Task instructions: Locate every line below that contains the string "item" with case matching precisely, and copy each of those lines in full.

[START Input material]

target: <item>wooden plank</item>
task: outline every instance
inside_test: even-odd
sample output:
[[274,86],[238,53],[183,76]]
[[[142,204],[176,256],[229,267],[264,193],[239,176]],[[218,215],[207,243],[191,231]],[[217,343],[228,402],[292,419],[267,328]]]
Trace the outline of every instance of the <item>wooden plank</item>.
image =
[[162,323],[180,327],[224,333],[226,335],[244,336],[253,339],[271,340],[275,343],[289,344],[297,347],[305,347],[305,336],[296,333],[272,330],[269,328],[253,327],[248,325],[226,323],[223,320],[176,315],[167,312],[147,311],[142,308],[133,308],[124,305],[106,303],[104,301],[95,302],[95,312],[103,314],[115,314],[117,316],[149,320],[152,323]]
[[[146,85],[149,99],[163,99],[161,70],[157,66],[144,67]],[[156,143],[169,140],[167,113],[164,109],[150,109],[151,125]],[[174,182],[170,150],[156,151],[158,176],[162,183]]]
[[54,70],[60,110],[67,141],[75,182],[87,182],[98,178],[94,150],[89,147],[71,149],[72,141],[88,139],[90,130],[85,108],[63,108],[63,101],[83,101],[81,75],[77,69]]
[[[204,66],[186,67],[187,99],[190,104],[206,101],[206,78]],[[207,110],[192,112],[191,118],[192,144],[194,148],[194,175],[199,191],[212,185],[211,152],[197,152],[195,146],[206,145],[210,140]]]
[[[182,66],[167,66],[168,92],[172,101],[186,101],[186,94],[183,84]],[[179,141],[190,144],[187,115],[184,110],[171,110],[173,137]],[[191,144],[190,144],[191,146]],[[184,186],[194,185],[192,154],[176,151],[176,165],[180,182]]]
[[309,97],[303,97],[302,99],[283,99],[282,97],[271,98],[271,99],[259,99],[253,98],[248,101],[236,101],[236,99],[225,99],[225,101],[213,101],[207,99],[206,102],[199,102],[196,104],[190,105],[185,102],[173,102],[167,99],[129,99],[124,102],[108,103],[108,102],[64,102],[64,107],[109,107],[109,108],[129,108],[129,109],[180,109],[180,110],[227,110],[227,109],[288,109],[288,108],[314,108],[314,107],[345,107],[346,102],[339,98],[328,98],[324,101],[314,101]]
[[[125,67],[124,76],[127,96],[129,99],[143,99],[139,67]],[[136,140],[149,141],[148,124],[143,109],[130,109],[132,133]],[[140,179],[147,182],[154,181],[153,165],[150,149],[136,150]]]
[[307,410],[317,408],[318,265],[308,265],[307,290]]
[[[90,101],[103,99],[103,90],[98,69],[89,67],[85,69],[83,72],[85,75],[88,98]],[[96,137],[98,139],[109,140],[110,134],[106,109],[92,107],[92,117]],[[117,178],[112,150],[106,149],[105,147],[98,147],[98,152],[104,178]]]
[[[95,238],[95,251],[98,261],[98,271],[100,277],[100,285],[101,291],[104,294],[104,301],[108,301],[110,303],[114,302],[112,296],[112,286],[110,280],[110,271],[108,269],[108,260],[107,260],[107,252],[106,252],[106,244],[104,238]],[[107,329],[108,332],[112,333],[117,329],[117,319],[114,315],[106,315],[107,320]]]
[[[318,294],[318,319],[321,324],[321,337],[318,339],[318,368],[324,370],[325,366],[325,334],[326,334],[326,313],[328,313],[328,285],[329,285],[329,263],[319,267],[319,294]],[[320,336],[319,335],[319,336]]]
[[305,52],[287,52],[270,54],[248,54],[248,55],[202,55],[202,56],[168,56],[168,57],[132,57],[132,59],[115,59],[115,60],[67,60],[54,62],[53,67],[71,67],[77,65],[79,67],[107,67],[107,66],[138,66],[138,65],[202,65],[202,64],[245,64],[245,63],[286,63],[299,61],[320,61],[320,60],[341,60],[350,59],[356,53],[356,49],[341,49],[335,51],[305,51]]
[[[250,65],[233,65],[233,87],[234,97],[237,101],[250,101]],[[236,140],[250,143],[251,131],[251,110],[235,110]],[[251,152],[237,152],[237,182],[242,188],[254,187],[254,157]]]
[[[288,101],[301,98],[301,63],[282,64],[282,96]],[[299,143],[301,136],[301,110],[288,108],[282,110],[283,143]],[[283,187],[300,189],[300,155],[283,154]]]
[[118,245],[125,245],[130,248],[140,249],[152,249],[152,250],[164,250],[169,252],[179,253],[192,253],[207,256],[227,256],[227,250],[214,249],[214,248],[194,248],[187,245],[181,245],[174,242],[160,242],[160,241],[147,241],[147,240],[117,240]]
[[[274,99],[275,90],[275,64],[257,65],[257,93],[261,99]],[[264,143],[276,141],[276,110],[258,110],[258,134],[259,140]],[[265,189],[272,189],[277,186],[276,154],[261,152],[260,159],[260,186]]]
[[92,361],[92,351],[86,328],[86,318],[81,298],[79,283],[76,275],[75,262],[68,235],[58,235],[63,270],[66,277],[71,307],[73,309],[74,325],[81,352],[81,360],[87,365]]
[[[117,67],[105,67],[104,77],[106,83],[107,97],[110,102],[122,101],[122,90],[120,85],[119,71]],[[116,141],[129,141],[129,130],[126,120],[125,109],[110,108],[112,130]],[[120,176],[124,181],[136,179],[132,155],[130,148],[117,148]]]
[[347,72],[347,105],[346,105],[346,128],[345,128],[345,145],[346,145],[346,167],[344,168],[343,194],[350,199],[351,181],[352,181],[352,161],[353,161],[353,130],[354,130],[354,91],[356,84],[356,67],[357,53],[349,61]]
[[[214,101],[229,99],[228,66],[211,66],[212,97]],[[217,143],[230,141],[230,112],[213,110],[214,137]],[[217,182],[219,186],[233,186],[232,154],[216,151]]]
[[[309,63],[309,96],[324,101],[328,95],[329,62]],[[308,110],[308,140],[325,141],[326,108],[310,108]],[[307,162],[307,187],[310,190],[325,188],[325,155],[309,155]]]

[END Input material]

Output:
target: <item>wooden plank</item>
Trace the outline of every instance of the <item>wooden plank</item>.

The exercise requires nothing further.